Enunciado ▸ Según el texto sobre los ataques a TransMilenio, ¿cuántas estaciones se destruyeron durante los paros de 2021?

Bloque de texto ▸
/---

“Si usted tiene alguna crítica a Bogotá, tírele piedras a TransMilenio; si su furia es mayor, destruya buses o estaciones” podría ser la consigna de innumerables protestas en las que se ataca el sistema masivo de transporte.
Acabamos de ver a grupos feministas romper estaciones en respuesta al acoso a una ciudadana, antes lo vimos por comunidades indígenas al no ser atendidos por las autoridades... y así todos los días... En el 2021, en pandemia, en los paros comandados por la primera línea, destruyeron 125 estaciones de las 149, se agredió a 123 empleados, un millón de ciudadanos se quedaron sin transporte público... Atacar a TM se volvió deporte y un juego exhibicionista: una ‘influencer’, Epa Colombia, en el 2019 se autofilmó, muerta de la risa, destruyendo a martillo una estación, y el juez pidió comprenderla y la dejó libre por “no ser peligro para la sociedad”; a los pocos días, a otro joven detenido por colarse le pregunta un periodista: “¿Por qué lo hace?”, y su respuesta es sintética: “TM es una mierda”.

\---

Datos ▸

/---

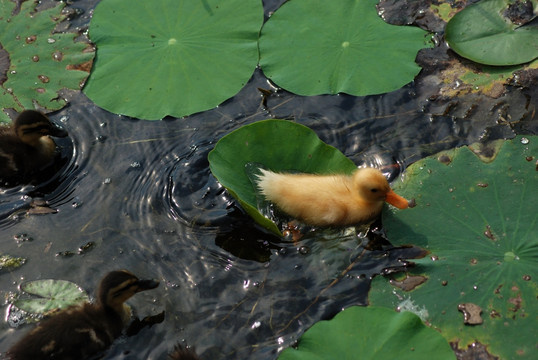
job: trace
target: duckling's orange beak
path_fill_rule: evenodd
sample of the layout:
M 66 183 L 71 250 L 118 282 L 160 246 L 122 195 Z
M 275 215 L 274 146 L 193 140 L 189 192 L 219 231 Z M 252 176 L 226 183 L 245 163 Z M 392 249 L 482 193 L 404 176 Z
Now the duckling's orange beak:
M 392 206 L 396 206 L 398 209 L 407 209 L 409 207 L 409 201 L 407 201 L 405 198 L 401 197 L 400 195 L 396 194 L 392 190 L 387 193 L 387 197 L 385 198 L 385 201 L 391 204 Z

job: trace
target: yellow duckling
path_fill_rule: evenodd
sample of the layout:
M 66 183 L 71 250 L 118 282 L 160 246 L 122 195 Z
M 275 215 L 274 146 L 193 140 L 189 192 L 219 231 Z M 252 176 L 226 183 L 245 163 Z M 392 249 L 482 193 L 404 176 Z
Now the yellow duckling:
M 274 173 L 260 169 L 258 187 L 286 214 L 313 226 L 373 221 L 386 201 L 399 209 L 409 201 L 397 195 L 381 171 L 362 168 L 352 175 Z
M 56 144 L 50 138 L 67 131 L 35 110 L 25 110 L 11 126 L 0 126 L 0 184 L 27 182 L 50 165 Z
M 8 359 L 86 359 L 105 350 L 131 317 L 125 301 L 157 286 L 158 281 L 139 280 L 126 270 L 112 271 L 101 280 L 95 304 L 72 306 L 43 320 L 7 352 Z

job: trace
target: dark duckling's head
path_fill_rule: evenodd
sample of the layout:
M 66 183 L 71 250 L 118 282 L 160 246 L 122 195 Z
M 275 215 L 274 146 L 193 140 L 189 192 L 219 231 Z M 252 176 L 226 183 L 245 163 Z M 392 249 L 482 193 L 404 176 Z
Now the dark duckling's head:
M 56 143 L 51 136 L 67 131 L 36 110 L 25 110 L 11 126 L 0 126 L 0 186 L 34 182 L 53 164 Z
M 37 147 L 43 136 L 66 137 L 67 131 L 36 110 L 24 110 L 13 121 L 13 130 L 21 141 Z
M 157 286 L 158 281 L 140 280 L 127 270 L 112 271 L 99 284 L 98 305 L 128 317 L 130 312 L 124 306 L 125 301 L 138 292 L 155 289 Z
M 8 350 L 7 358 L 93 359 L 125 328 L 130 317 L 125 301 L 158 285 L 158 281 L 140 280 L 126 270 L 112 271 L 101 280 L 96 303 L 75 305 L 44 319 Z

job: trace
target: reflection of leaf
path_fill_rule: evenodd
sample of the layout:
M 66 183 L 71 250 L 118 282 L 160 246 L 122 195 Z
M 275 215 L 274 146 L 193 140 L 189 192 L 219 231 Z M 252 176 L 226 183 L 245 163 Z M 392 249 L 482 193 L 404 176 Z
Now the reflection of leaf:
M 504 19 L 507 0 L 469 5 L 446 25 L 446 41 L 459 55 L 487 65 L 516 65 L 538 57 L 538 27 Z
M 353 306 L 308 329 L 279 360 L 454 359 L 446 340 L 414 314 Z
M 53 33 L 62 20 L 60 16 L 65 3 L 34 11 L 37 1 L 24 1 L 20 12 L 13 15 L 16 3 L 0 2 L 0 48 L 8 58 L 0 69 L 7 79 L 2 84 L 0 76 L 0 108 L 17 111 L 39 106 L 56 110 L 65 101 L 58 98 L 63 88 L 79 89 L 88 76 L 87 69 L 94 53 L 84 51 L 87 44 L 74 42 L 76 34 Z M 2 54 L 0 54 L 0 57 Z M 10 119 L 0 111 L 0 122 Z
M 410 166 L 395 190 L 415 197 L 417 207 L 387 210 L 383 223 L 394 245 L 411 243 L 431 252 L 411 270 L 428 280 L 402 292 L 375 279 L 371 303 L 397 306 L 411 299 L 460 348 L 478 340 L 502 358 L 532 357 L 538 313 L 537 158 L 538 137 L 529 136 L 506 141 L 489 163 L 463 147 Z M 458 305 L 469 303 L 482 309 L 481 325 L 464 325 Z
M 90 24 L 97 60 L 84 92 L 143 119 L 211 109 L 252 76 L 259 0 L 101 1 Z
M 426 33 L 385 23 L 377 0 L 294 0 L 265 23 L 260 65 L 278 86 L 300 95 L 380 94 L 413 80 Z
M 245 169 L 251 163 L 273 171 L 319 174 L 351 173 L 357 168 L 311 129 L 291 121 L 258 121 L 220 139 L 209 153 L 211 172 L 258 224 L 279 235 L 276 225 L 257 209 L 256 189 Z
M 66 280 L 35 280 L 21 284 L 25 293 L 38 298 L 19 298 L 14 305 L 33 314 L 45 314 L 51 310 L 88 301 L 88 296 L 77 284 Z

\---

Respuesta ▸ Se destruyeron 125 de las 149 estaciones.